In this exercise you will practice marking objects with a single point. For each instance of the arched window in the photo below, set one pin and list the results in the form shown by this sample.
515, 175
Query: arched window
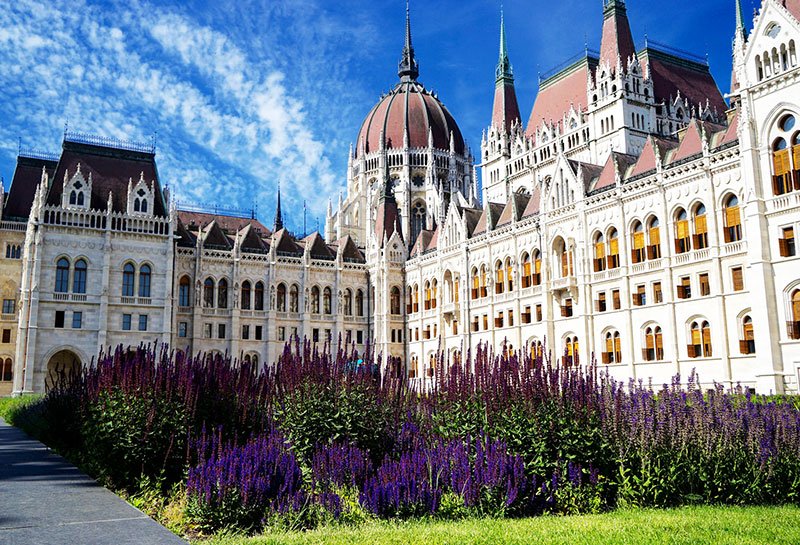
281, 302
654, 236
527, 279
637, 243
208, 293
184, 292
144, 280
245, 296
733, 222
258, 302
700, 345
360, 303
748, 343
653, 344
613, 348
79, 277
395, 301
613, 249
599, 253
682, 240
315, 300
537, 268
128, 275
222, 294
7, 371
571, 351
348, 301
700, 228
326, 300
782, 168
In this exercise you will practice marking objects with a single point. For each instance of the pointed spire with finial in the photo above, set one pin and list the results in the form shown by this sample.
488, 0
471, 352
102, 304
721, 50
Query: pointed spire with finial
408, 70
278, 212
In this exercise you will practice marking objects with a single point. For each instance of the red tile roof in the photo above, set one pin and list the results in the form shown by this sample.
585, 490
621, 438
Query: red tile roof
27, 176
409, 105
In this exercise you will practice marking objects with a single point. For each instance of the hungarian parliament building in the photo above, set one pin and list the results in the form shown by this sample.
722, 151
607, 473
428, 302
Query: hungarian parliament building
638, 218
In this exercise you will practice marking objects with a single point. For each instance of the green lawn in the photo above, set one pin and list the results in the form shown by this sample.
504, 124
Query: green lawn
690, 525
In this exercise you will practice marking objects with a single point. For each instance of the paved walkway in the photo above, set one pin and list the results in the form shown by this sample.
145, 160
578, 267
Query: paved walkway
45, 500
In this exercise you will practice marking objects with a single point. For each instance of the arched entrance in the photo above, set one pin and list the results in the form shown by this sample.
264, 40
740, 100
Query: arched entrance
63, 365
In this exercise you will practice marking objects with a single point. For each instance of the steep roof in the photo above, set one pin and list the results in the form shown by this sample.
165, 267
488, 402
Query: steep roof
111, 169
27, 175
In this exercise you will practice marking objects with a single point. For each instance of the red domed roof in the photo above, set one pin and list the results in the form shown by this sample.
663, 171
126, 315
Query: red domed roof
409, 105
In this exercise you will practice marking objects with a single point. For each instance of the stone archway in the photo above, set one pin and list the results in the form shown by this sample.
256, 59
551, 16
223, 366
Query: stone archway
64, 364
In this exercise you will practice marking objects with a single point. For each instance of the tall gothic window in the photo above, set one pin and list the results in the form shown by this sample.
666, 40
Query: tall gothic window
79, 277
62, 275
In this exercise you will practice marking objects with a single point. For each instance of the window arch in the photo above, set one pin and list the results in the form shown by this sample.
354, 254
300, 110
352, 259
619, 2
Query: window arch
258, 300
653, 344
184, 292
700, 345
208, 292
222, 294
246, 295
128, 279
315, 300
732, 219
360, 303
144, 280
294, 298
62, 275
637, 242
682, 239
747, 344
79, 277
599, 252
394, 298
281, 301
612, 352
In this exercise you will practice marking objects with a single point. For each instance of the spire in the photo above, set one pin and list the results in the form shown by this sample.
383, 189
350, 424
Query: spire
408, 70
278, 214
505, 111
617, 41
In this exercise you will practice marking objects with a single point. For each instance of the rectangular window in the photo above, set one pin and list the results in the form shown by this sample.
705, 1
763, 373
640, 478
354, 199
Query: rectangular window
786, 244
705, 286
737, 278
685, 288
640, 297
658, 296
600, 304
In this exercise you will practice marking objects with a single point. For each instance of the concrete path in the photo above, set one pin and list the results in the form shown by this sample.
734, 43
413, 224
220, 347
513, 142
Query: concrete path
45, 500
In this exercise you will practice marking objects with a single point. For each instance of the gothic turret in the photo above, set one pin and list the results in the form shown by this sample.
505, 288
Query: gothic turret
505, 111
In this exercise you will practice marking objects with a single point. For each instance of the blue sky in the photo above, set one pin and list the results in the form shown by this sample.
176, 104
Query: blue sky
247, 94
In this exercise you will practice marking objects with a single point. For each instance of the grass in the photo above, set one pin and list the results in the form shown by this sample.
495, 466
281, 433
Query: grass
688, 525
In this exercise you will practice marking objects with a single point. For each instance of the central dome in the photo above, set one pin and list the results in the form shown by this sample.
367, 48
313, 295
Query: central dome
412, 108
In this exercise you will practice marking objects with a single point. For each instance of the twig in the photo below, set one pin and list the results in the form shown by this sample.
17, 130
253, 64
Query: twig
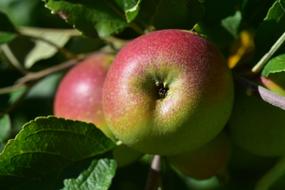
269, 54
65, 52
265, 94
153, 179
35, 76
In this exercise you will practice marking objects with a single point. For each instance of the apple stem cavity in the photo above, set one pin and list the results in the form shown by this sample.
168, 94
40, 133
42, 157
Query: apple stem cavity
161, 89
153, 179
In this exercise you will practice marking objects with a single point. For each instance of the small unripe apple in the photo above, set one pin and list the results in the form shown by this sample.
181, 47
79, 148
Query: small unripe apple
167, 92
79, 97
257, 126
207, 161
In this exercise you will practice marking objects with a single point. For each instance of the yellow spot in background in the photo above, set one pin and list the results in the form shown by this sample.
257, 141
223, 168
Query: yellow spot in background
242, 47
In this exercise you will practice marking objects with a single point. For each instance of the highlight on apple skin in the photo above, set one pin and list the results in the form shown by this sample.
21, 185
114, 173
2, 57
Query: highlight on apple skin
79, 97
209, 160
167, 92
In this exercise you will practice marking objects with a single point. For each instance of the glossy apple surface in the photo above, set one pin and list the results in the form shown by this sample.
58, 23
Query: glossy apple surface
167, 92
205, 162
79, 95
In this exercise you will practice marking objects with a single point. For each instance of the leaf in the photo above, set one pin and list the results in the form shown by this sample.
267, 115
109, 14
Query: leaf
98, 176
7, 29
232, 23
6, 37
44, 50
130, 7
271, 28
6, 24
44, 148
5, 127
91, 17
275, 65
276, 11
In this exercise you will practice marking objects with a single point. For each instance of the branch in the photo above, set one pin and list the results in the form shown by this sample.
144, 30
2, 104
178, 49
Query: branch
265, 94
65, 52
153, 179
269, 54
35, 76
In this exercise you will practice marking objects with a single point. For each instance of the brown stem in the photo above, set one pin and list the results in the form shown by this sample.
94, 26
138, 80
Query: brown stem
265, 94
35, 76
153, 180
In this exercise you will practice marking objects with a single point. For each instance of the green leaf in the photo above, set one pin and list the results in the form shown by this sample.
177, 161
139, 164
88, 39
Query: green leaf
90, 17
271, 28
6, 24
7, 29
276, 11
275, 65
6, 37
231, 23
5, 127
98, 176
130, 7
42, 49
44, 148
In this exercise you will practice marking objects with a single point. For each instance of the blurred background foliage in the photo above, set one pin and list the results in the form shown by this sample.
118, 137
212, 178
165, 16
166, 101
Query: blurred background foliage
243, 29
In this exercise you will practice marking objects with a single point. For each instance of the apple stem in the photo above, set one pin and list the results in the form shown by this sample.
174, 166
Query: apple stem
269, 54
265, 94
153, 180
271, 176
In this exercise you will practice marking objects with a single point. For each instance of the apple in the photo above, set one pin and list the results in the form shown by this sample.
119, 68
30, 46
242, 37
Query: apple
209, 160
257, 126
79, 97
167, 92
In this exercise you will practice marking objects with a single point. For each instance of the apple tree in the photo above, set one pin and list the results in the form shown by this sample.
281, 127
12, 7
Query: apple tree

## PROBLEM TO WORK ON
Write out the whole listing exactly, and drop the pictures.

## REPLY
In this exercise you will practice marking objects with a single point. For each instance of the arched window in the photo below, set one pin and list the results in the form shown by this sample.
515, 175
Query: arched window
281, 302
654, 236
527, 279
637, 243
208, 293
184, 292
144, 280
245, 296
733, 222
258, 302
700, 345
360, 303
748, 343
653, 344
613, 348
79, 277
395, 301
613, 249
599, 253
682, 240
315, 300
537, 268
128, 275
222, 294
7, 371
571, 351
348, 301
700, 228
326, 300
782, 168
In this exercise you will practice marking objects with a single point. For each instance of the pointed spire with finial in the photo above, set one pin and list the results in the form shown by this sample.
488, 0
471, 352
102, 304
721, 50
Query: pointed spire with finial
408, 70
278, 212
In this exercise you will practice marking objects with a single point. For each instance of the red tile roof in the photo above, set one pin and list the results in the form shown by this sample.
585, 490
621, 438
Query: red tile roof
27, 176
409, 105
In this exercise you will practice marking objects with a single point. For each instance of the hungarian parliament building in the photo above, set one pin and list the results in the form shown by this sample.
722, 151
607, 473
428, 302
Query: hungarian parliament building
638, 218
In this exercise you will practice marking objects with a single point. For each instance of the green lawn in the photo above, set one pin and list the results in the form shown by this sample.
504, 124
Query: green lawn
690, 525
In this exercise you will practice marking objects with a single point. For each instance of the paved walkway in the photo above, set one pin and list the results in the form shown by this sample.
145, 160
578, 267
Query: paved walkway
45, 500
In this exercise you will practice marking objects with a single point. For each instance of the arched entrance in the photo above, set one pin and list the results in the form shown by this sample.
264, 40
740, 100
Query: arched entrance
63, 365
In this exercise you will practice marking objects with a single point. For each instance of the steep roof in the photo above, set one pin and list the results in the form shown by this sample.
165, 267
488, 402
Query: steep roof
111, 169
27, 175
In this exercise you will practice marking objects with a single point. For each instance of the red domed roof in the photo above, set one pin and list the results in the form shown by this sample.
663, 171
126, 315
Query: red domed roof
409, 105
In this exercise you will practice marking objects with a single point. For each instance of the stone archway in the photo above, set one pin and list the results in the form shown by this sample.
256, 59
551, 16
223, 366
Query: stone archway
64, 364
In this exercise you will practice marking objects with a single point. For each instance of the tall gothic window in the photo above, set one pin and list the results in the form shown by this sample.
666, 40
Query: tall gothic window
79, 277
62, 275
In this exercise you will practice marking objects with a single point. For each instance of the window arch in the photo above, set one pin and list the results in the form shown by this sample.
354, 254
300, 110
352, 259
619, 2
Query: window arch
258, 300
653, 344
184, 292
700, 345
208, 292
222, 294
246, 295
128, 279
315, 300
732, 219
360, 303
144, 280
294, 298
62, 275
637, 242
682, 239
747, 344
79, 277
599, 252
394, 298
281, 301
612, 352
In this exercise you will practice marking objects with a single point. For each instance of the spire in the photo above, set one pin and list the results in the form shown by this sample.
383, 189
350, 424
Query: spire
408, 70
278, 214
505, 111
617, 41
In this exercise you will practice marking objects with a single point. For each instance of the rectangular window in the photo above, set one pin and list the results in the form shown by this sample.
705, 1
763, 373
640, 478
354, 199
Query: rectangular window
786, 244
705, 286
737, 278
685, 288
640, 297
658, 296
600, 304
In this exercise you will practice marking objects with a single point. For each instance of the concrete path in the photo above, set one pin and list the results in the form shown by this sample.
734, 43
413, 224
220, 347
513, 142
Query: concrete path
45, 500
In this exercise you will practice marking objects with a single point. For each instance of the gothic turret in the photo above, set one pin and list the results in the form shown by this sample.
505, 288
Query: gothic turret
505, 111
In this exercise you will practice marking objects with a single point. For each instance of the blue sky in the photo above, set one pin and list the results in the form shown by this sample.
176, 104
Query: blue sky
247, 94
In this exercise you will practice marking objects with a single point. For each instance of the grass in the photo above, set one pin and list the results in the form shown by this sample.
495, 466
281, 433
Query: grass
688, 525
In this exercise you will practice marking objects with a single point. For each instance of the central dome in the photo above, set one pin and list the results in the form shown by this sample.
367, 48
313, 295
Query: central dome
412, 108
In this exercise you will practice marking objects with a single point. For each instance of the twig in the photo below, set one pin and list the results in the form shown by this sample.
17, 130
253, 64
Query: twig
269, 54
65, 52
265, 94
153, 179
35, 76
In this exercise you will practice marking objects with a single point. For each instance of the apple stem cavity in the photo above, set one pin and list the results in the form shown by this sample.
168, 94
40, 133
42, 157
Query: apple stem cavity
161, 89
153, 179
In this exercise you will practice marking objects with a single point. For each instance of the small unripe apple in the photo above, set one pin and list the results in the form shown by this sample.
181, 47
79, 148
Query: small unripe apple
167, 92
79, 97
257, 126
207, 161
In this exercise you will practice marking objects with a single point. For each instance of the yellow spot in background in the photo above, set one pin and list the results in the form shown by this sample.
257, 141
223, 168
Query: yellow spot in background
242, 47
In this exercise you will practice marking objects with a single point. For each instance of the highlight on apple skin in the photo above, set one pin and list the results in the form shown by this sample.
21, 185
114, 173
2, 57
Query: highlight on apple skin
79, 97
209, 160
167, 92
In this exercise you will practice marking objects with a single point. For each instance of the glossy apple surface in the photo above, set one pin and list the results in the form shown by this sample.
58, 23
Query: glossy apple surface
167, 92
205, 162
79, 95
In this exercise you will practice marking objects with a single point. For each instance of the leaf in the photo above, set one pin and list the results in the form shown by this sample.
267, 115
109, 14
Query: leaf
98, 176
7, 29
232, 23
6, 37
44, 50
130, 7
271, 28
6, 24
44, 148
5, 127
91, 17
275, 65
276, 11
In this exercise you will practice marking objects with a single point. For each instance of the branch in the photo above, set one pin and list the results in the form shown by this sample.
144, 30
2, 104
178, 49
Query: branch
265, 94
65, 52
153, 179
269, 54
35, 76
In this exercise you will practice marking objects with a single point. For each instance of the brown stem in the photo above, set one pin and list the results in the form shown by this sample.
94, 26
138, 80
Query: brown stem
265, 94
35, 76
153, 180
In this exercise you will practice marking objects with a single point. For each instance of the green leaf in the photo above, set one pin and list the results in the form shown by this sample.
177, 161
139, 164
88, 39
Query: green leaf
90, 17
271, 28
6, 24
7, 29
276, 11
275, 65
6, 37
231, 23
5, 127
98, 176
130, 7
42, 49
44, 148
In this exercise you will practice marking objects with a single point. For each instance of the blurred background foliage in the photo above, set one pin and list the results in the form shown by this sample.
118, 137
212, 178
165, 16
166, 101
Query: blurred background foliage
243, 29
In this exercise you will practice marking objects with a single point. For each instance of the apple stem in the photo above, set one pin and list the results in the form shown by this sample.
174, 166
Query: apple stem
269, 54
265, 94
153, 180
271, 176
In this exercise you will practice marking objects with a single point. For each instance of the apple in the photo above, set one pin and list the results in the form shown by this sample.
119, 68
30, 46
242, 37
Query: apple
209, 160
257, 126
79, 97
167, 92
In this exercise you will practice marking objects with a single point. For each instance of the apple tree in the photo above, set one pin and list the results in the form shown by this sample.
281, 127
12, 7
Query: apple tree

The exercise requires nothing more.